Natural language region descriptions:

++++++

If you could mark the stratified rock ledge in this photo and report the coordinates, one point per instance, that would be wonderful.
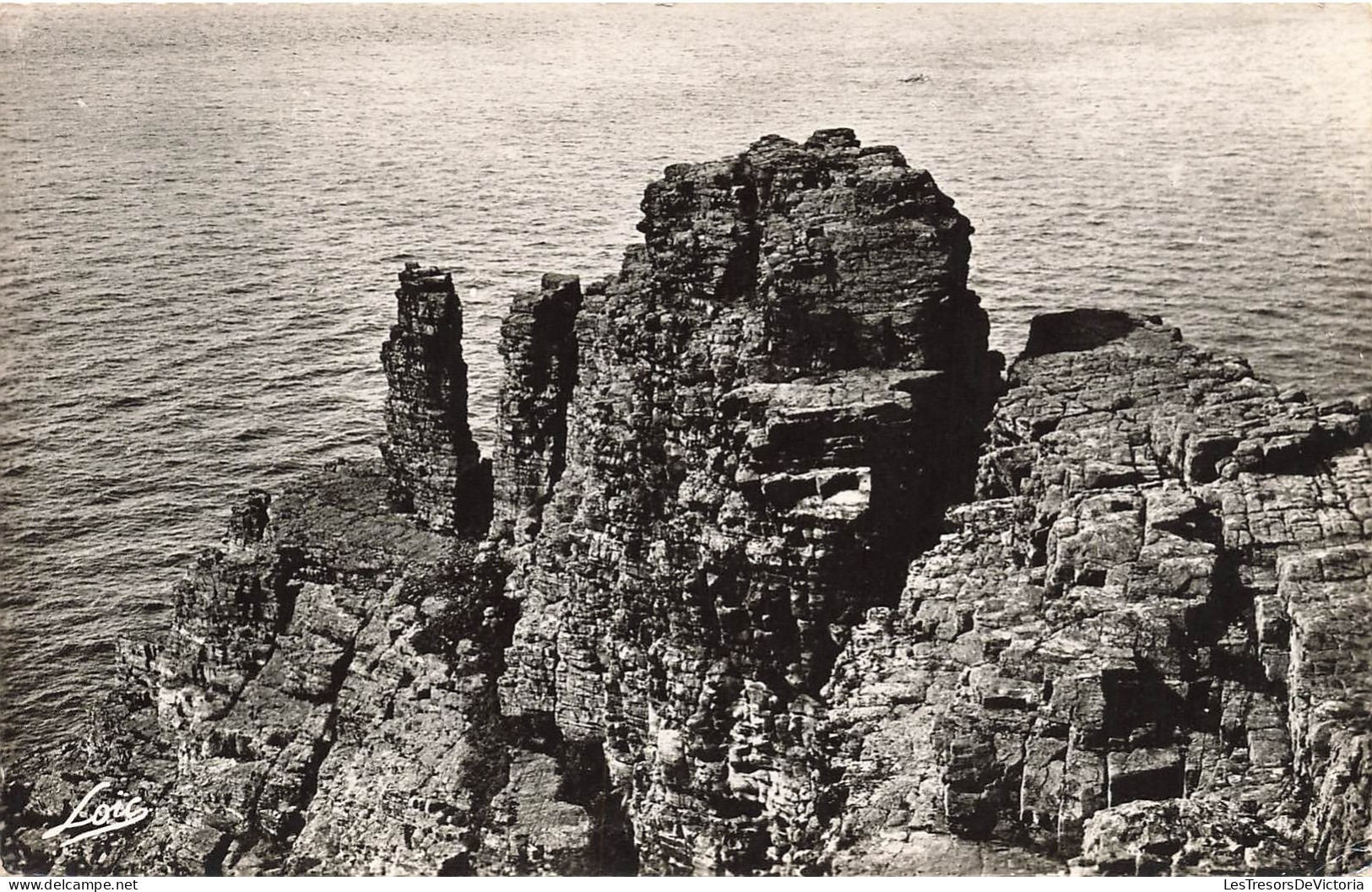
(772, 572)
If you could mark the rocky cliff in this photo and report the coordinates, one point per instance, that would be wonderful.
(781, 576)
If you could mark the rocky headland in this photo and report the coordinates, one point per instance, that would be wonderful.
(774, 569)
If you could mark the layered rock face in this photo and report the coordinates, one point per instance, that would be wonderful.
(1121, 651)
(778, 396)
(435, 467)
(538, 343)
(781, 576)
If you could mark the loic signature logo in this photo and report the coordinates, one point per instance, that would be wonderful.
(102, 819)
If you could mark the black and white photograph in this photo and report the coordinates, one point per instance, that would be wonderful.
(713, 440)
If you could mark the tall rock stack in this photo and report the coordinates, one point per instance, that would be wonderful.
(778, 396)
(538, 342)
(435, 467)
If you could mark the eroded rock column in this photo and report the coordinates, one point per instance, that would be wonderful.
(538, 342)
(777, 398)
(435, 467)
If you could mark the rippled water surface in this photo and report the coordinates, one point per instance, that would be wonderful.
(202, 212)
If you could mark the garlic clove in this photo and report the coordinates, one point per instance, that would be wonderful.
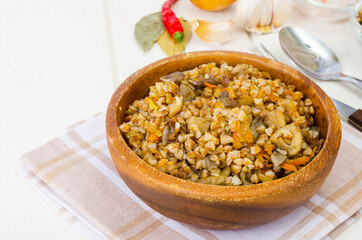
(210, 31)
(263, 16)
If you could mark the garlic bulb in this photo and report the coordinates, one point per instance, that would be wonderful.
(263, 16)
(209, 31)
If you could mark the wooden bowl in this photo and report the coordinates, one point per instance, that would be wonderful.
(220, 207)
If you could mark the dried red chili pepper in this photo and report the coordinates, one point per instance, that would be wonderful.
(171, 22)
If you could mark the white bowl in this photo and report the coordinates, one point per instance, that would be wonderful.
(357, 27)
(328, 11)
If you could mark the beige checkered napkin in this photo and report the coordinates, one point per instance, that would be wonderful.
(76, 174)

++++++

Task to complete:
Every entry should come back exactly as written, only without images.

Response:
If you could mark the stratified rock ledge in this photo and report the coordinates, one point per instance, that would be wonderful.
(772, 572)
If you could mark the rocky cliff in this photo and report the coordinates, one point per instance, that would be wonderful.
(781, 576)
If you could mark the rocky headland in this photo and report the coordinates, one point per instance, that would be wonderful.
(774, 569)
If you could mark the layered rock face in this photo and report the coordinates, one point per instance, that would be wonderful.
(1121, 651)
(778, 396)
(435, 467)
(538, 343)
(781, 576)
If you could mark the loic signature logo in this photo and report the coordinates, one point per instance, that would be wonderful.
(102, 819)
If you could mark the black and white photograph in this photo and report the coordinates, one point per instance, that would be wonderful.
(713, 440)
If you could mark the tall rock stack in this photo and report the coordinates, one point per instance, that would be wonderful.
(778, 396)
(538, 342)
(435, 467)
If you could mark the eroded rock column in this photo and report the coordinates, one point per instance, that would be wonderful.
(538, 342)
(777, 398)
(435, 467)
If you could mark the rippled water surface in this photo and report the coordinates, one point per instance, that would be wonderful.
(202, 212)
If you could mark the garlic clove in this photo and report the coordinates, one point per instance, that would be wonderful.
(210, 31)
(263, 16)
If you could mark the garlic bulb in this photo and report the coordinates, one point per instance, that would be wonderful.
(263, 16)
(209, 31)
If you could mark the wooden bowl in this photo and report the coordinates, one point per instance, that would be wonderful.
(220, 207)
If you could mark the dried red chili pepper in this photo and report the coordinates, one point per instance, that would be wonderful.
(171, 22)
If you could mark the white bowl in this photo and report the coordinates, one point per instance, that would be wonderful.
(357, 27)
(328, 11)
If you could mark the beige checkered napkin in this photo and report the coordinates, one point per instance, that would be wonderful.
(76, 174)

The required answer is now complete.